§ **SELECTION**:
-- START --
Elgato’s
drive is one of the simpler and more affordable ways to add Thunderbolt
storage.
That’s
partly because it uses a single drive arrangement. But rather than a hard disk,
it uses SSD technology, as popular rise by the MacBook Air, which is based on
flash memory with an advanced controller. So, despite its compact size and
relatively low capacity, it packs serious performance.
Magnetic
anomaly. Elgato’s monolithic portable drive eschews hard disk technology,
combining SSD with Thunderbolt to good effect
This unit
is specifically aimed at mobile use. There’s only one Thunderbolt port, so it
has to be the last item in your chain of Thunderbolt devices. To use a Mini
Display Port monitor with your Mac at the same time, you’d need a Mac with two
Thunderbolt ports - and that means only the 2 7in iMac at the moment, reducing
the appeal of the drive to MacBook users. If you use a Thunderbolt Display or
iMac as your second monitor, however, you can daisy-chain through it to the
drive.
There’s a
good reason for this limitation: unlike the LaCie Little Big Disk, which is
also portable, the Elgato draws its power solely from your Mac through the
Thunderbolt cable, and thus doesn’t require you to carry an external power
supply adaptor or find a mains socket when you want to use it.
Based on a single SanDisk Ultra SSD drive with
a SATA-II connection, this was never going to be the fastest Thunderbolt SSD
around
Based on a
single SanDisk Ultra SSD drive with a SATA-II connection, this was never going
to be the fastest Thunderbolt SSD around. Elgato says power and heat
restrictions on Thunderbolt drives prevented it from using a faster
arrangement. In testing, however, the drive came admirably close to the maximum
speed of 270MB per second quoted by Elgato: its average read speed for large
files was 269.6MB per second, and its average write speed wasn’t far behind at 257.7MB.
-- END --
§ **PROBLEM SET**:
(A) List every speed figure in megabytes per second that the Elgato drive review gives.
(B) Quote the part of the Elgato drive review that opens with the words containing "Based on a single" and closes with "behind at 257.7MB.".
(C) According to the Elgato drive review, where does the drive get its power?

§ **LISTING**:
-- START --
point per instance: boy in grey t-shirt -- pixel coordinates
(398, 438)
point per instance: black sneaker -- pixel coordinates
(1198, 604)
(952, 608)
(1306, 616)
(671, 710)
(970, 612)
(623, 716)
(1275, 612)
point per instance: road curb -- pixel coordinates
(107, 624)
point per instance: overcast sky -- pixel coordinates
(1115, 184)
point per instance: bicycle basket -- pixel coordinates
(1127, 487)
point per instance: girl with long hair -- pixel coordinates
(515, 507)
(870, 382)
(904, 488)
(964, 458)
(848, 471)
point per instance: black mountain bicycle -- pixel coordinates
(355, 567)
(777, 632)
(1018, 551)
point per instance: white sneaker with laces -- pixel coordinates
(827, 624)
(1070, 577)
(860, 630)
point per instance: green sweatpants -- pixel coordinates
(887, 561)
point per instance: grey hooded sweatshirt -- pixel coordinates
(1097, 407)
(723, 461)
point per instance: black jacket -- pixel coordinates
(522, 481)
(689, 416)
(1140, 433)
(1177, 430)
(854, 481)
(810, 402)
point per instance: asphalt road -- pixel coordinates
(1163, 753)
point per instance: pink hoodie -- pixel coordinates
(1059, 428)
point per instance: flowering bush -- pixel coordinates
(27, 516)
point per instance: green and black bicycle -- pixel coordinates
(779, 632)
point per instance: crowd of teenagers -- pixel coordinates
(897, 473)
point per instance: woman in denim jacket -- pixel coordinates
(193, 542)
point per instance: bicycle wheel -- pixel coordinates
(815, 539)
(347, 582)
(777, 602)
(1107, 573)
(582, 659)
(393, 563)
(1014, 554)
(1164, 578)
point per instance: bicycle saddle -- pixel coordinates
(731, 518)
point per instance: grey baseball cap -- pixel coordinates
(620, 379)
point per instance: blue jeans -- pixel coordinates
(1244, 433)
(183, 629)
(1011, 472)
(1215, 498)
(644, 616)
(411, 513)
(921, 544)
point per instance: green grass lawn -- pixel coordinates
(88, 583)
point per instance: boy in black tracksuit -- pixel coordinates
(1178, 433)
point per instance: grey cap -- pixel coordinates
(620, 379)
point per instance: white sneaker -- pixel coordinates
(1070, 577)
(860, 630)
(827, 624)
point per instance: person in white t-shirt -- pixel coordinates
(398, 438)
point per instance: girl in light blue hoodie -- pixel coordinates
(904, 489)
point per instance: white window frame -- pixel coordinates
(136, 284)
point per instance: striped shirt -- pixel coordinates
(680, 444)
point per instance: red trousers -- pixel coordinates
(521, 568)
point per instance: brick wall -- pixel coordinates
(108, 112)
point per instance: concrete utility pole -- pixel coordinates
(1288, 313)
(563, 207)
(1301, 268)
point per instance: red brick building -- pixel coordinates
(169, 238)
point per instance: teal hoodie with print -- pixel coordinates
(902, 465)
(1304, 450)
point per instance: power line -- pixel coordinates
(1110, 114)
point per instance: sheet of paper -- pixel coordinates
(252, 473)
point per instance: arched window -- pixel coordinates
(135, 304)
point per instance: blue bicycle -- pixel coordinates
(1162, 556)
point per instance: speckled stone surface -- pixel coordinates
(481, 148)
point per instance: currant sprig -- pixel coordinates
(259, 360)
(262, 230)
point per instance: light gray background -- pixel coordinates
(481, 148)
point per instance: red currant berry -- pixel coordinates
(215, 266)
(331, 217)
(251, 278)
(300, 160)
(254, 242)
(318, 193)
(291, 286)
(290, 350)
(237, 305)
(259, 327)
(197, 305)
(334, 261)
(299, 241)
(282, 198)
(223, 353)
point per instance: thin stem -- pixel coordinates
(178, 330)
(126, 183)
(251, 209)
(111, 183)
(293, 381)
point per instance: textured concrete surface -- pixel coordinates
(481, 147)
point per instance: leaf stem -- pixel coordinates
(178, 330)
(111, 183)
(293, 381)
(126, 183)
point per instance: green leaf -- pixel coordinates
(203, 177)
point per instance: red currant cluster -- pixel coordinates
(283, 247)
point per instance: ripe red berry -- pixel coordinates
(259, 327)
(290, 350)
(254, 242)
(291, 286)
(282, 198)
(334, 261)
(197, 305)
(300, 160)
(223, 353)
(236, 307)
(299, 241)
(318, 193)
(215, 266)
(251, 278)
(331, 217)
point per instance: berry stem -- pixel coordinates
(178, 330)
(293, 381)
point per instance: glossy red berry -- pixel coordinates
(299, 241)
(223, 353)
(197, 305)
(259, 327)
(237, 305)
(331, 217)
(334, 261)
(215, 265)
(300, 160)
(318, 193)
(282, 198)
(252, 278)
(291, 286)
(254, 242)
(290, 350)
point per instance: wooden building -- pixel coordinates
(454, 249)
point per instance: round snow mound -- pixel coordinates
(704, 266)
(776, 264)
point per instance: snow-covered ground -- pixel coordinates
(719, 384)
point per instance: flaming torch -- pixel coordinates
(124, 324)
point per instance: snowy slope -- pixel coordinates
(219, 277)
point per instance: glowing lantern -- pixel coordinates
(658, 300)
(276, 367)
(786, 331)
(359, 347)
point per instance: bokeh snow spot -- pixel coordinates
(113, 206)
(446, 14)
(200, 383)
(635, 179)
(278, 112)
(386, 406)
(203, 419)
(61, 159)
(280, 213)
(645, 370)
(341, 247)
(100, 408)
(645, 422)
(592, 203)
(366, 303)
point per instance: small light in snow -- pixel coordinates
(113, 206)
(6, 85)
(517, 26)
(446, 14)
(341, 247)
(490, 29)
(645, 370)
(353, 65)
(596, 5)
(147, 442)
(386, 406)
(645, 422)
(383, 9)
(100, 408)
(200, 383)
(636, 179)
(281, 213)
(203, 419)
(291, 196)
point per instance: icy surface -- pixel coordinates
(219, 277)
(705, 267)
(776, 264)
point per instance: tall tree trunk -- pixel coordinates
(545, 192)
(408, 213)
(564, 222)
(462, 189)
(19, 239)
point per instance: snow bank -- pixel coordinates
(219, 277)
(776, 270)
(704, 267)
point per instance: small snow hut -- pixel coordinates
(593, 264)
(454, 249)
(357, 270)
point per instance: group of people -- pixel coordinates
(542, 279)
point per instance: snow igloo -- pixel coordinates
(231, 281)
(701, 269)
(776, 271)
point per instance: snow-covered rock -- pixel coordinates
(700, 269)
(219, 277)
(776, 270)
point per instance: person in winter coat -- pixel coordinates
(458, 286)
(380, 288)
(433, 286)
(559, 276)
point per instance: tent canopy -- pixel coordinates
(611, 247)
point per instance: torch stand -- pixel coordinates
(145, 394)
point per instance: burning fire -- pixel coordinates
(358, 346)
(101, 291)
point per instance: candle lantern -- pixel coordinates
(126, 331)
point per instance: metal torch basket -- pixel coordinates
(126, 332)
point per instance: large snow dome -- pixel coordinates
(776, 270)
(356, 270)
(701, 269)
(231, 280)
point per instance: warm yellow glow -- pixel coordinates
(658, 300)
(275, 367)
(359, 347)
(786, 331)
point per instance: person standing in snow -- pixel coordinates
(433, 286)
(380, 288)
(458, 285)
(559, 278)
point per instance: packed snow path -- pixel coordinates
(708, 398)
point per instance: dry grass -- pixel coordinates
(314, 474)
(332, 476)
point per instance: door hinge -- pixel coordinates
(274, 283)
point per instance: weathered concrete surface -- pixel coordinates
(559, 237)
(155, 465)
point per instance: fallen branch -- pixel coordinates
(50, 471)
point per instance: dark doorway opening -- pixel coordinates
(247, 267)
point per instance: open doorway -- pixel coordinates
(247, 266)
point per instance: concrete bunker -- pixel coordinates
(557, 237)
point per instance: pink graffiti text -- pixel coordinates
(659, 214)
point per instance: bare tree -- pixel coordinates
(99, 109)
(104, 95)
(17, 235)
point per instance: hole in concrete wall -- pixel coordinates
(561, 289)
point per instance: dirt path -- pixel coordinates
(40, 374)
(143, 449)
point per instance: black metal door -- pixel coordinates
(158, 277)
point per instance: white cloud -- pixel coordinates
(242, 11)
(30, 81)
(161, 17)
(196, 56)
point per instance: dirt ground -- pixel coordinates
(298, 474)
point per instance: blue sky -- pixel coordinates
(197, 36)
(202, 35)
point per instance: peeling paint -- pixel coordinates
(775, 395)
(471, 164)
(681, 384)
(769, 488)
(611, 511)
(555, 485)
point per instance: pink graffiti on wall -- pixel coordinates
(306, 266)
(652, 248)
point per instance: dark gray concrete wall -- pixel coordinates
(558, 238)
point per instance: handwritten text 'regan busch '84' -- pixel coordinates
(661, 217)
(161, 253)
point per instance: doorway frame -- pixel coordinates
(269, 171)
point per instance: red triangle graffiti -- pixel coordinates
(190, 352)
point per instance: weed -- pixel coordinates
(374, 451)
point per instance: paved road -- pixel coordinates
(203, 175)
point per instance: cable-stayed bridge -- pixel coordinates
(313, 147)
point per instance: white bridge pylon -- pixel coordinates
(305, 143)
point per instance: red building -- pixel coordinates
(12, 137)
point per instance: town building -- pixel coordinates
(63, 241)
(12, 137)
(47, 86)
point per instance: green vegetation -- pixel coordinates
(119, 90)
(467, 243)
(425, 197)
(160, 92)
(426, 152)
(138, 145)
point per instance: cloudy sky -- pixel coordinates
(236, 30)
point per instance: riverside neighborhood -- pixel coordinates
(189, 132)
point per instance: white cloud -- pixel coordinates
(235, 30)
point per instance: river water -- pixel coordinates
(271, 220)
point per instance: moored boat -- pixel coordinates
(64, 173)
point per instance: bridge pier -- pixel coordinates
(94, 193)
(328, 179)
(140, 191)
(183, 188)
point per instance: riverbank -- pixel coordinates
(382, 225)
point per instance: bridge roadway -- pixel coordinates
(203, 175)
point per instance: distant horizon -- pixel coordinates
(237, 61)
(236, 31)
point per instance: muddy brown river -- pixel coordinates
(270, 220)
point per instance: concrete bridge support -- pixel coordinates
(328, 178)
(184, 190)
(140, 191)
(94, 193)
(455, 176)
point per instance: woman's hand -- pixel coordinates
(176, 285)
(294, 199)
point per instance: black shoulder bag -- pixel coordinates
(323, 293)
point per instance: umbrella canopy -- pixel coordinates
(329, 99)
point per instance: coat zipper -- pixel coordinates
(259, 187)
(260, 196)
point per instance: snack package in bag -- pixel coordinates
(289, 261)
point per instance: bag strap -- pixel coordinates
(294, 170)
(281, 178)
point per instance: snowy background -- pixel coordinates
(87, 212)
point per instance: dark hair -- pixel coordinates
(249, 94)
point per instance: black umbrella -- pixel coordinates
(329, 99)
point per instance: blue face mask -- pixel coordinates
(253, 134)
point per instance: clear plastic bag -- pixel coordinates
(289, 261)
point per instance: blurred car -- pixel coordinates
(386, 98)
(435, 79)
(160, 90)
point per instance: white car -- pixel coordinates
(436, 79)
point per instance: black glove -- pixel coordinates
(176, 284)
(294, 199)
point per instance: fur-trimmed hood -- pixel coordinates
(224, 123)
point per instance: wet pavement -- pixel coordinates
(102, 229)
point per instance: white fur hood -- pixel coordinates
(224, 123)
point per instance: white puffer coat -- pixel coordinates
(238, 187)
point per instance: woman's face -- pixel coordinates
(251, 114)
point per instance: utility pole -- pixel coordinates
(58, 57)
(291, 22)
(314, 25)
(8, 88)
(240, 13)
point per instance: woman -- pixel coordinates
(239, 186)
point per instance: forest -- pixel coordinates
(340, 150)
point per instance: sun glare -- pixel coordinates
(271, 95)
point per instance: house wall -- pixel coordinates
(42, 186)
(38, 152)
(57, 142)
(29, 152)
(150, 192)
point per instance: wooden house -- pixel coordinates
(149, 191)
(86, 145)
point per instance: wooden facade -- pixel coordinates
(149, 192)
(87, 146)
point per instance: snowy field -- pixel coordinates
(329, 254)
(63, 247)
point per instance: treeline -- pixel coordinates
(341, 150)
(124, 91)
-- END --
§ **ANSWERS TO THE TASKS**:
(A)
270MB per second, the maximum speed quoted by Elgato
269.6MB per second, the drive's average read speed for large files
257.7MB, the drive's average write speed

(B)
Based on a single SanDisk Ultra SSD drive with
a SATA-II connection, this was never going to be the fastest Thunderbolt SSD
around
Based on a
single SanDisk Ultra SSD drive with a SATA-II connection, this was never going
to be the fastest Thunderbolt SSD around. Elgato says power and heat
restrictions on Thunderbolt drives prevented it from using a faster
arrangement. In testing, however, the drive came admirably close to the maximum
speed of 270MB per second quoted by Elgato: its average read speed for large
files was 269.6MB per second, and its average write speed wasn’t far behind at 257.7MB.

(C) It draws its power solely from your Mac through the Thunderbolt cable.